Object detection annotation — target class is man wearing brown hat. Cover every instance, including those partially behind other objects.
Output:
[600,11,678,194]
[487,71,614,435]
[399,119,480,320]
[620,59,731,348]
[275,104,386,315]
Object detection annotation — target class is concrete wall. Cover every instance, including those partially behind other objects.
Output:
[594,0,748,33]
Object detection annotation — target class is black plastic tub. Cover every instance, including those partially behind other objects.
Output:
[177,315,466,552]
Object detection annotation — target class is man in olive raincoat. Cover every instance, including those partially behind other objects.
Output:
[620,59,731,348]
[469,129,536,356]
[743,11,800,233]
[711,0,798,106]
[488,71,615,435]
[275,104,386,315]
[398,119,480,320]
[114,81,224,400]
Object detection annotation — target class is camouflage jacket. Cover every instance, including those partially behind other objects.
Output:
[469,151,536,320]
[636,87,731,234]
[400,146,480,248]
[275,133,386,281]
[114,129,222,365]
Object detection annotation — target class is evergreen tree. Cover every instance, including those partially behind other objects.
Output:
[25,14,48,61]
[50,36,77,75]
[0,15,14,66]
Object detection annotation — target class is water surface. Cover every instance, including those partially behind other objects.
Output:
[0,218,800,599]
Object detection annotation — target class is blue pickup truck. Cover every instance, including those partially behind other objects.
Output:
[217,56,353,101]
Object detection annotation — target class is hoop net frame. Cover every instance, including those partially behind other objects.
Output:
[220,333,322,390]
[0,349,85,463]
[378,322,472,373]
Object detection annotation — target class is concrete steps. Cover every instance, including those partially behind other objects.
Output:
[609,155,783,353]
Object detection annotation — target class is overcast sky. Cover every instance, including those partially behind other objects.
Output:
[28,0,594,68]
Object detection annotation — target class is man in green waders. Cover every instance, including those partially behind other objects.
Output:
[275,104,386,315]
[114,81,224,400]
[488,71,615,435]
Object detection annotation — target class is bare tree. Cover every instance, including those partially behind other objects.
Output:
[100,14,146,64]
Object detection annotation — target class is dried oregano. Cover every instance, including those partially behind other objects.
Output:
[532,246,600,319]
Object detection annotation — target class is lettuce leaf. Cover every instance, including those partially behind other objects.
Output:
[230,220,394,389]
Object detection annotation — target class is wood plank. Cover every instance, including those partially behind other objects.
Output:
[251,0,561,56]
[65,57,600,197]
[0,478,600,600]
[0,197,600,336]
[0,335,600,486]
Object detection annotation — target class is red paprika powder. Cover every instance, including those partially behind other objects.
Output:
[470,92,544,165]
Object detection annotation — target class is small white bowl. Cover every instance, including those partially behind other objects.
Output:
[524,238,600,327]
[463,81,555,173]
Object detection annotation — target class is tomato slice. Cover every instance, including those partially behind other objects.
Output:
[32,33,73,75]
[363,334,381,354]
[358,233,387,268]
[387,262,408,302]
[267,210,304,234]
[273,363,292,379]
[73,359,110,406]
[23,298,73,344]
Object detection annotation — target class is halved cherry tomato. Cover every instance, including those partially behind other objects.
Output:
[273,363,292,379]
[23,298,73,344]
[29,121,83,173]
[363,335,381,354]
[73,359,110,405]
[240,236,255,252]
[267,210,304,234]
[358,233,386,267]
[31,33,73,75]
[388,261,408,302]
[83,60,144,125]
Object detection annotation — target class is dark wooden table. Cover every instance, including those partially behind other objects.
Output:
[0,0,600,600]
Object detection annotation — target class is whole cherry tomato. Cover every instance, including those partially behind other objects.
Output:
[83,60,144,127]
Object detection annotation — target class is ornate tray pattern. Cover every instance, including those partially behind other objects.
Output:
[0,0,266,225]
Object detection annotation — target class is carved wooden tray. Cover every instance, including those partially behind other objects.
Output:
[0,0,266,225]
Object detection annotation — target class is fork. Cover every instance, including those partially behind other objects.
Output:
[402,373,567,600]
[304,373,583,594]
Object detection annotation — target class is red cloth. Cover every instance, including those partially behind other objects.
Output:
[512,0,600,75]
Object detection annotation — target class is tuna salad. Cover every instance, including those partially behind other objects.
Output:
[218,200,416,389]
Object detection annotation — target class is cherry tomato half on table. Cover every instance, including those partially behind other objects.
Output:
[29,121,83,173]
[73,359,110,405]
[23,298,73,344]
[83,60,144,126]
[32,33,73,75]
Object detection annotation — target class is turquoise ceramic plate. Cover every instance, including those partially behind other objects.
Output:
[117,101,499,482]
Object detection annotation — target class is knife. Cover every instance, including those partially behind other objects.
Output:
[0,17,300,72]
====
SHORT EXERCISE: Please extract every line of the items above word for word, leaving nothing out and changing nothing.

OUTPUT FOR THIS EXERCISE:
Object detection annotation — target class is man wearing brown hat. Cover every instance, including those partially behind other objects.
Output:
[600,11,678,194]
[487,71,614,435]
[399,119,480,320]
[620,59,731,348]
[275,104,386,315]
Object detection annotation — target class is concrete wall. Cover every instance, including those partially behind other objects.
Output:
[594,0,748,33]
Object detection annotation — target class is black plastic tub. Cover every instance, including those partially behind other objects.
Output:
[177,315,466,552]
Object detection annotation — target class is man in olive raincoat. Cover every instance, including those partially behind other objects.
Output:
[620,59,731,348]
[469,129,536,356]
[743,11,800,233]
[711,0,798,106]
[488,71,615,435]
[275,104,386,315]
[398,119,480,320]
[114,81,224,400]
Object detection annotation — target class is camouflage jacket. Cover every instance, including those partially behind other objects.
Output:
[469,151,536,320]
[636,87,731,234]
[400,146,480,248]
[275,133,386,281]
[114,129,222,365]
Object detection annotation — target class is evergreen tree. Cover every instance, including those partially behind other objects.
Output:
[25,14,48,61]
[50,36,77,75]
[0,15,14,66]
Object detection annotation — target class is water surface. Cover every instance, including those partially behind other objects.
Output:
[0,218,800,599]
Object detection annotation — target class is blue pickup truck. Cover every instance, including those partially behind other objects.
Output:
[217,56,353,101]
Object detection annotation — target class is hoop net frame. Cover every instance, including those partially behind other objects.
Output:
[220,333,322,390]
[0,349,85,463]
[378,322,472,373]
Object detection annotation — target class is concrete steps. Cover every instance, including those partially behind other objects.
Output:
[609,155,783,353]
Object detection annotation — target class is overcast sky. Cover every instance, including those partially behind other objects.
Output:
[28,0,594,68]
Object detection annotation — target class is man in green waders. Cover every instance, including those partially behind other objects.
Output:
[275,104,386,315]
[114,81,224,400]
[488,71,615,435]
Object detection annotation — target class is bare tree. Cover every instance, including those partially behind other objects.
Output:
[100,14,146,64]
Object detection annotation — target class is dried oregano. Cover every instance, including those partially behind other objects.
Output:
[532,246,600,319]
Object detection annotation — target class is lettuce leaf. Cover every instance, including those partially behind other objects.
Output:
[230,220,394,389]
Object detection annotation — target class is wood plank. Cover every instance, including those partially behind other objects.
Output:
[251,0,561,56]
[65,57,600,197]
[0,478,600,600]
[0,197,600,336]
[0,335,600,486]
Object detection annotation — target class is red paprika powder. Cover every instance, including those partially behind other objects.
Output:
[470,92,544,165]
Object detection annotation — target class is small white bowl. Cover every instance, including those partially behind other objects.
Output:
[524,238,600,327]
[463,81,555,173]
Object detection annotation — target class is tomato slice. Cover every instance, including those partially behind other objects.
Output:
[32,33,73,75]
[363,334,381,354]
[358,233,387,268]
[387,262,408,302]
[267,210,304,234]
[273,363,292,379]
[73,359,110,406]
[23,298,73,344]
Object detection annotation — target class is halved cherry tomato. Cover every instance, including those partially behind other objects.
Output:
[273,363,292,379]
[23,298,73,344]
[29,121,83,173]
[363,335,381,354]
[73,359,110,405]
[240,236,255,252]
[267,210,304,234]
[358,233,386,267]
[31,33,73,75]
[388,261,408,302]
[83,60,144,125]
Object detection annotation — target class is dark wooden table. Cover every instance, including those partially behind other objects.
Output:
[0,0,600,600]
Object detection annotation — target class is whole cherry tomato. Cover every instance, including those partially behind other objects.
Output:
[83,60,144,127]
Object detection annotation — target class is ornate tray pattern. Cover every instance, including those partially behind other objects.
Output:
[0,0,266,225]
Object detection annotation — target class is carved wooden tray. Cover every instance, including those partially behind other objects.
Output:
[0,0,266,225]
Object detection annotation — target class is fork. Cover every instance, including those partially behind other objects.
Output:
[402,373,567,600]
[304,373,583,594]
Object detection annotation — target class is red cloth. Cover every instance, including those partially behind other objects.
Output:
[512,0,600,75]
Object detection annotation — target class is tuna salad. Cover every instance, including those partially behind other objects.
Output:
[218,200,416,389]
Object detection annotation — target class is cherry tomato half on table. Cover every instance, including those partially behind other objects.
Output:
[29,121,83,173]
[73,359,110,405]
[23,298,73,344]
[83,60,144,126]
[32,33,73,75]
Object detection annotation — target class is turquoise ceramic plate. Cover every instance, including those partially behind other objects.
Output:
[117,101,499,482]
Object detection annotation — target class is knife. Cover every instance, including those partially behind other objects.
Output:
[0,17,300,72]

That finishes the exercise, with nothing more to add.